%%

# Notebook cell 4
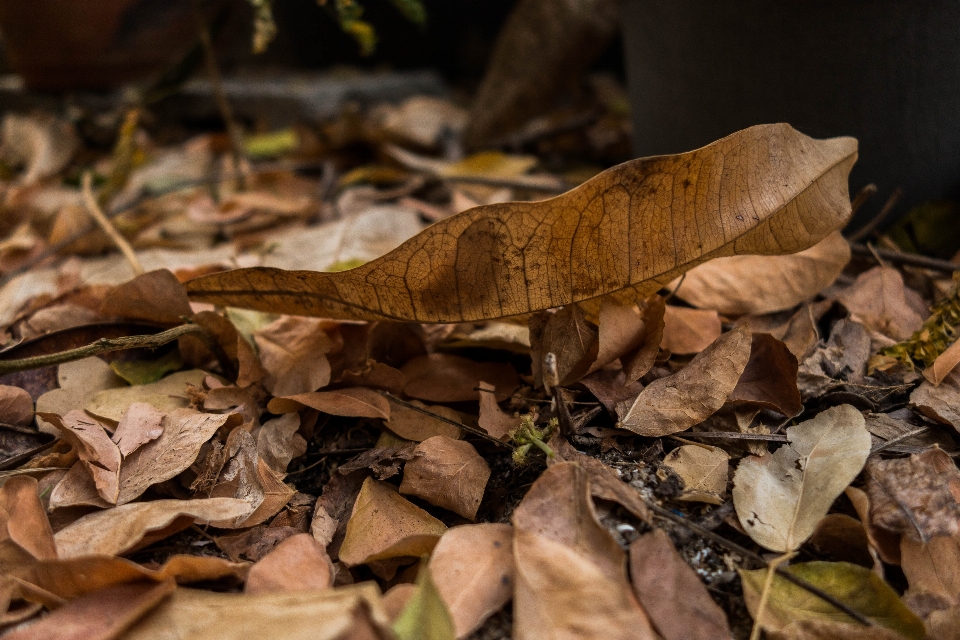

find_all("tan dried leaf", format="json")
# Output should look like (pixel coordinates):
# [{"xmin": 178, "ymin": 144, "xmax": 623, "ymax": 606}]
[
  {"xmin": 39, "ymin": 410, "xmax": 121, "ymax": 504},
  {"xmin": 338, "ymin": 477, "xmax": 447, "ymax": 567},
  {"xmin": 122, "ymin": 583, "xmax": 391, "ymax": 640},
  {"xmin": 112, "ymin": 402, "xmax": 165, "ymax": 458},
  {"xmin": 663, "ymin": 444, "xmax": 729, "ymax": 505},
  {"xmin": 117, "ymin": 409, "xmax": 240, "ymax": 505},
  {"xmin": 620, "ymin": 325, "xmax": 752, "ymax": 436},
  {"xmin": 671, "ymin": 230, "xmax": 850, "ymax": 315},
  {"xmin": 911, "ymin": 369, "xmax": 960, "ymax": 432},
  {"xmin": 99, "ymin": 269, "xmax": 192, "ymax": 325},
  {"xmin": 0, "ymin": 384, "xmax": 33, "ymax": 426},
  {"xmin": 732, "ymin": 404, "xmax": 871, "ymax": 553},
  {"xmin": 399, "ymin": 436, "xmax": 491, "ymax": 521},
  {"xmin": 385, "ymin": 398, "xmax": 462, "ymax": 441},
  {"xmin": 267, "ymin": 387, "xmax": 390, "ymax": 419},
  {"xmin": 924, "ymin": 338, "xmax": 960, "ymax": 387},
  {"xmin": 593, "ymin": 296, "xmax": 665, "ymax": 381},
  {"xmin": 253, "ymin": 316, "xmax": 334, "ymax": 396},
  {"xmin": 53, "ymin": 498, "xmax": 253, "ymax": 558},
  {"xmin": 256, "ymin": 413, "xmax": 307, "ymax": 473},
  {"xmin": 0, "ymin": 476, "xmax": 57, "ymax": 568},
  {"xmin": 477, "ymin": 381, "xmax": 516, "ymax": 440},
  {"xmin": 402, "ymin": 354, "xmax": 519, "ymax": 403},
  {"xmin": 85, "ymin": 369, "xmax": 208, "ymax": 423},
  {"xmin": 187, "ymin": 125, "xmax": 857, "ymax": 322},
  {"xmin": 900, "ymin": 535, "xmax": 960, "ymax": 606},
  {"xmin": 428, "ymin": 524, "xmax": 514, "ymax": 638},
  {"xmin": 629, "ymin": 529, "xmax": 732, "ymax": 640},
  {"xmin": 35, "ymin": 357, "xmax": 125, "ymax": 435},
  {"xmin": 836, "ymin": 266, "xmax": 926, "ymax": 341},
  {"xmin": 245, "ymin": 533, "xmax": 335, "ymax": 595},
  {"xmin": 660, "ymin": 305, "xmax": 721, "ymax": 355},
  {"xmin": 529, "ymin": 305, "xmax": 598, "ymax": 386}
]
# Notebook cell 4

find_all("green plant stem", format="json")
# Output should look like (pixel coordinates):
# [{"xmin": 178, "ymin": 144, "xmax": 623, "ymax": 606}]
[{"xmin": 0, "ymin": 324, "xmax": 236, "ymax": 380}]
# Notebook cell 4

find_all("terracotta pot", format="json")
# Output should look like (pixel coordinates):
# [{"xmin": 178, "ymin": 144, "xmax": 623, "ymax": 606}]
[
  {"xmin": 0, "ymin": 0, "xmax": 199, "ymax": 90},
  {"xmin": 621, "ymin": 0, "xmax": 960, "ymax": 230}
]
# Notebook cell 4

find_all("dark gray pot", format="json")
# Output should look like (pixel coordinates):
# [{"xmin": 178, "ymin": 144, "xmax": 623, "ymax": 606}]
[{"xmin": 621, "ymin": 0, "xmax": 960, "ymax": 230}]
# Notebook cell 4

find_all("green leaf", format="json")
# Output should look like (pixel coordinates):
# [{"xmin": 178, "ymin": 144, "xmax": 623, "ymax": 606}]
[
  {"xmin": 110, "ymin": 348, "xmax": 183, "ymax": 386},
  {"xmin": 393, "ymin": 560, "xmax": 456, "ymax": 640},
  {"xmin": 739, "ymin": 561, "xmax": 925, "ymax": 640}
]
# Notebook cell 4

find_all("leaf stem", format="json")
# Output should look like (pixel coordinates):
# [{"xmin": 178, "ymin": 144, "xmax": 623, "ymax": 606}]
[
  {"xmin": 81, "ymin": 172, "xmax": 144, "ymax": 276},
  {"xmin": 377, "ymin": 391, "xmax": 513, "ymax": 448}
]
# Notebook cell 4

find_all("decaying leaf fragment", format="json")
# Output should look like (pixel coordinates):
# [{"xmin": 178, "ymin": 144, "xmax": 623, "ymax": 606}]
[
  {"xmin": 662, "ymin": 444, "xmax": 729, "ymax": 505},
  {"xmin": 187, "ymin": 124, "xmax": 857, "ymax": 322},
  {"xmin": 620, "ymin": 325, "xmax": 752, "ymax": 436},
  {"xmin": 428, "ymin": 524, "xmax": 514, "ymax": 638},
  {"xmin": 740, "ymin": 561, "xmax": 925, "ymax": 640},
  {"xmin": 733, "ymin": 404, "xmax": 871, "ymax": 553},
  {"xmin": 253, "ymin": 315, "xmax": 335, "ymax": 396},
  {"xmin": 399, "ymin": 436, "xmax": 491, "ymax": 520}
]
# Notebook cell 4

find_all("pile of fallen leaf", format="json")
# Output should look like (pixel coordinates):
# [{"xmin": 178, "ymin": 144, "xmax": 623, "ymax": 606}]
[{"xmin": 0, "ymin": 91, "xmax": 959, "ymax": 640}]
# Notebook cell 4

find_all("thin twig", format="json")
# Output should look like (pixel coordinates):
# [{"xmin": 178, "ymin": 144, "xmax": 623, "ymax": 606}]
[
  {"xmin": 0, "ymin": 421, "xmax": 43, "ymax": 435},
  {"xmin": 285, "ymin": 448, "xmax": 373, "ymax": 476},
  {"xmin": 664, "ymin": 272, "xmax": 687, "ymax": 302},
  {"xmin": 81, "ymin": 172, "xmax": 144, "ymax": 275},
  {"xmin": 377, "ymin": 391, "xmax": 512, "ymax": 448},
  {"xmin": 849, "ymin": 242, "xmax": 959, "ymax": 273},
  {"xmin": 848, "ymin": 183, "xmax": 877, "ymax": 220},
  {"xmin": 192, "ymin": 0, "xmax": 247, "ymax": 189},
  {"xmin": 848, "ymin": 187, "xmax": 902, "ymax": 242},
  {"xmin": 543, "ymin": 353, "xmax": 574, "ymax": 438},
  {"xmin": 0, "ymin": 439, "xmax": 59, "ymax": 471},
  {"xmin": 0, "ymin": 324, "xmax": 233, "ymax": 378},
  {"xmin": 680, "ymin": 432, "xmax": 789, "ymax": 443},
  {"xmin": 870, "ymin": 426, "xmax": 932, "ymax": 455},
  {"xmin": 473, "ymin": 386, "xmax": 598, "ymax": 406},
  {"xmin": 667, "ymin": 434, "xmax": 716, "ymax": 451},
  {"xmin": 642, "ymin": 500, "xmax": 874, "ymax": 627}
]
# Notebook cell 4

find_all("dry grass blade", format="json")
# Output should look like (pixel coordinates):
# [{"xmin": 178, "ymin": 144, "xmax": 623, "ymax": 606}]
[{"xmin": 186, "ymin": 124, "xmax": 856, "ymax": 321}]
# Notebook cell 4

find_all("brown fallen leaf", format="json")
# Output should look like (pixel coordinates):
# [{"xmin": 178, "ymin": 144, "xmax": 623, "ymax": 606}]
[
  {"xmin": 900, "ymin": 535, "xmax": 960, "ymax": 607},
  {"xmin": 620, "ymin": 325, "xmax": 752, "ymax": 436},
  {"xmin": 806, "ymin": 513, "xmax": 874, "ymax": 568},
  {"xmin": 311, "ymin": 471, "xmax": 367, "ymax": 558},
  {"xmin": 184, "ymin": 310, "xmax": 266, "ymax": 387},
  {"xmin": 121, "ymin": 583, "xmax": 391, "ymax": 640},
  {"xmin": 39, "ymin": 410, "xmax": 121, "ymax": 504},
  {"xmin": 401, "ymin": 354, "xmax": 519, "ymax": 403},
  {"xmin": 732, "ymin": 404, "xmax": 871, "ymax": 553},
  {"xmin": 671, "ymin": 230, "xmax": 851, "ymax": 315},
  {"xmin": 662, "ymin": 444, "xmax": 729, "ymax": 505},
  {"xmin": 53, "ymin": 498, "xmax": 252, "ymax": 558},
  {"xmin": 728, "ymin": 333, "xmax": 802, "ymax": 417},
  {"xmin": 48, "ymin": 462, "xmax": 111, "ymax": 510},
  {"xmin": 253, "ymin": 316, "xmax": 334, "ymax": 396},
  {"xmin": 338, "ymin": 477, "xmax": 447, "ymax": 569},
  {"xmin": 592, "ymin": 296, "xmax": 665, "ymax": 380},
  {"xmin": 383, "ymin": 583, "xmax": 418, "ymax": 622},
  {"xmin": 629, "ymin": 529, "xmax": 732, "ymax": 640},
  {"xmin": 579, "ymin": 368, "xmax": 644, "ymax": 417},
  {"xmin": 0, "ymin": 384, "xmax": 33, "ymax": 425},
  {"xmin": 84, "ymin": 369, "xmax": 208, "ymax": 423},
  {"xmin": 385, "ymin": 398, "xmax": 462, "ymax": 441},
  {"xmin": 256, "ymin": 413, "xmax": 306, "ymax": 473},
  {"xmin": 529, "ymin": 305, "xmax": 598, "ymax": 386},
  {"xmin": 923, "ymin": 338, "xmax": 960, "ymax": 387},
  {"xmin": 117, "ymin": 409, "xmax": 241, "ymax": 505},
  {"xmin": 399, "ymin": 436, "xmax": 491, "ymax": 521},
  {"xmin": 187, "ymin": 124, "xmax": 857, "ymax": 322},
  {"xmin": 660, "ymin": 305, "xmax": 722, "ymax": 355},
  {"xmin": 797, "ymin": 318, "xmax": 871, "ymax": 400},
  {"xmin": 0, "ymin": 476, "xmax": 57, "ymax": 571},
  {"xmin": 245, "ymin": 533, "xmax": 335, "ymax": 595},
  {"xmin": 864, "ymin": 412, "xmax": 956, "ymax": 455},
  {"xmin": 513, "ymin": 529, "xmax": 656, "ymax": 640},
  {"xmin": 3, "ymin": 579, "xmax": 176, "ymax": 640},
  {"xmin": 35, "ymin": 357, "xmax": 126, "ymax": 435},
  {"xmin": 477, "ymin": 381, "xmax": 516, "ymax": 439},
  {"xmin": 911, "ymin": 369, "xmax": 960, "ymax": 432},
  {"xmin": 111, "ymin": 402, "xmax": 165, "ymax": 458},
  {"xmin": 216, "ymin": 526, "xmax": 301, "ymax": 563},
  {"xmin": 209, "ymin": 429, "xmax": 296, "ymax": 528},
  {"xmin": 428, "ymin": 523, "xmax": 514, "ymax": 638},
  {"xmin": 20, "ymin": 554, "xmax": 249, "ymax": 602},
  {"xmin": 267, "ymin": 387, "xmax": 390, "ymax": 419},
  {"xmin": 837, "ymin": 266, "xmax": 927, "ymax": 342},
  {"xmin": 99, "ymin": 269, "xmax": 192, "ymax": 325}
]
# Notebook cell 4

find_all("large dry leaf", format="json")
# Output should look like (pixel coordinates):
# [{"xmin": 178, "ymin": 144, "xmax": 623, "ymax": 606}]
[
  {"xmin": 122, "ymin": 583, "xmax": 391, "ymax": 640},
  {"xmin": 35, "ymin": 357, "xmax": 126, "ymax": 435},
  {"xmin": 0, "ymin": 476, "xmax": 57, "ymax": 570},
  {"xmin": 428, "ymin": 524, "xmax": 514, "ymax": 638},
  {"xmin": 117, "ymin": 409, "xmax": 240, "ymax": 505},
  {"xmin": 245, "ymin": 533, "xmax": 334, "ymax": 595},
  {"xmin": 662, "ymin": 444, "xmax": 729, "ymax": 505},
  {"xmin": 399, "ymin": 436, "xmax": 491, "ymax": 521},
  {"xmin": 513, "ymin": 529, "xmax": 656, "ymax": 640},
  {"xmin": 3, "ymin": 580, "xmax": 176, "ymax": 640},
  {"xmin": 253, "ymin": 316, "xmax": 334, "ymax": 396},
  {"xmin": 740, "ymin": 561, "xmax": 925, "ymax": 640},
  {"xmin": 267, "ymin": 387, "xmax": 390, "ymax": 419},
  {"xmin": 836, "ymin": 266, "xmax": 926, "ymax": 342},
  {"xmin": 671, "ymin": 230, "xmax": 851, "ymax": 315},
  {"xmin": 732, "ymin": 404, "xmax": 871, "ymax": 553},
  {"xmin": 338, "ymin": 477, "xmax": 447, "ymax": 567},
  {"xmin": 186, "ymin": 124, "xmax": 857, "ymax": 322},
  {"xmin": 728, "ymin": 332, "xmax": 802, "ymax": 417},
  {"xmin": 99, "ymin": 269, "xmax": 191, "ymax": 325},
  {"xmin": 660, "ymin": 305, "xmax": 722, "ymax": 355},
  {"xmin": 53, "ymin": 498, "xmax": 252, "ymax": 558},
  {"xmin": 0, "ymin": 384, "xmax": 33, "ymax": 425},
  {"xmin": 629, "ymin": 529, "xmax": 732, "ymax": 640},
  {"xmin": 111, "ymin": 402, "xmax": 165, "ymax": 458},
  {"xmin": 85, "ymin": 370, "xmax": 208, "ymax": 423},
  {"xmin": 900, "ymin": 535, "xmax": 960, "ymax": 606},
  {"xmin": 401, "ymin": 354, "xmax": 519, "ymax": 403},
  {"xmin": 620, "ymin": 325, "xmax": 752, "ymax": 436}
]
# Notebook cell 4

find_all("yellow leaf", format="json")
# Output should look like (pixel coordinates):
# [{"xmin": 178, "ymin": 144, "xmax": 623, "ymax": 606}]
[{"xmin": 186, "ymin": 124, "xmax": 857, "ymax": 322}]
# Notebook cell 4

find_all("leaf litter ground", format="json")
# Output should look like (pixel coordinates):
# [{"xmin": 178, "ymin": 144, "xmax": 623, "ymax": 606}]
[{"xmin": 0, "ymin": 88, "xmax": 958, "ymax": 640}]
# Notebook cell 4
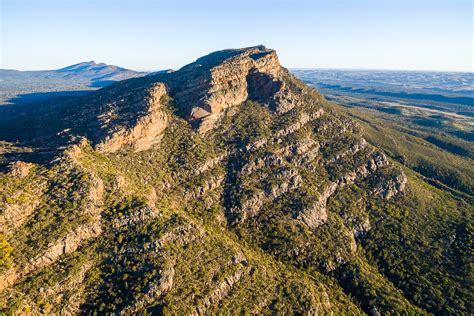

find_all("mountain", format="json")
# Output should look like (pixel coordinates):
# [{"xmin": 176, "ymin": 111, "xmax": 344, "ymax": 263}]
[
  {"xmin": 0, "ymin": 61, "xmax": 147, "ymax": 105},
  {"xmin": 0, "ymin": 61, "xmax": 146, "ymax": 85},
  {"xmin": 0, "ymin": 46, "xmax": 472, "ymax": 315}
]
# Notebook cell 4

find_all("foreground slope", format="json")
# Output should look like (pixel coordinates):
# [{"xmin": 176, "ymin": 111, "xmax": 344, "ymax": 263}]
[{"xmin": 0, "ymin": 46, "xmax": 472, "ymax": 314}]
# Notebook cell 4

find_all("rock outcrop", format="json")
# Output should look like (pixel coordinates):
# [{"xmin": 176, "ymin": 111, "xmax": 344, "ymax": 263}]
[
  {"xmin": 28, "ymin": 221, "xmax": 102, "ymax": 271},
  {"xmin": 231, "ymin": 169, "xmax": 303, "ymax": 223},
  {"xmin": 298, "ymin": 151, "xmax": 400, "ymax": 230},
  {"xmin": 111, "ymin": 205, "xmax": 160, "ymax": 230},
  {"xmin": 197, "ymin": 266, "xmax": 252, "ymax": 315},
  {"xmin": 169, "ymin": 46, "xmax": 281, "ymax": 122},
  {"xmin": 0, "ymin": 269, "xmax": 17, "ymax": 292},
  {"xmin": 373, "ymin": 170, "xmax": 407, "ymax": 200},
  {"xmin": 7, "ymin": 161, "xmax": 35, "ymax": 178},
  {"xmin": 1, "ymin": 200, "xmax": 41, "ymax": 234},
  {"xmin": 95, "ymin": 83, "xmax": 169, "ymax": 152},
  {"xmin": 298, "ymin": 183, "xmax": 336, "ymax": 229},
  {"xmin": 196, "ymin": 254, "xmax": 250, "ymax": 315},
  {"xmin": 276, "ymin": 109, "xmax": 324, "ymax": 138}
]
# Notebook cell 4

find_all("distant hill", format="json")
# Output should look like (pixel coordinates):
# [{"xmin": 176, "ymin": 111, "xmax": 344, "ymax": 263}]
[
  {"xmin": 0, "ymin": 61, "xmax": 147, "ymax": 86},
  {"xmin": 0, "ymin": 61, "xmax": 148, "ymax": 105}
]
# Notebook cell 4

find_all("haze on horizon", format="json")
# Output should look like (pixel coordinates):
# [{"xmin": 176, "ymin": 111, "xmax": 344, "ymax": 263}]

%%

- [WHAT IS EXPECTED]:
Wherever the word "fallen" appears in the listing above, copy that line.

- [ANSWER]:
find_all("pile of fallen leaf", format="json")
find_all("brown fallen leaf", format="json")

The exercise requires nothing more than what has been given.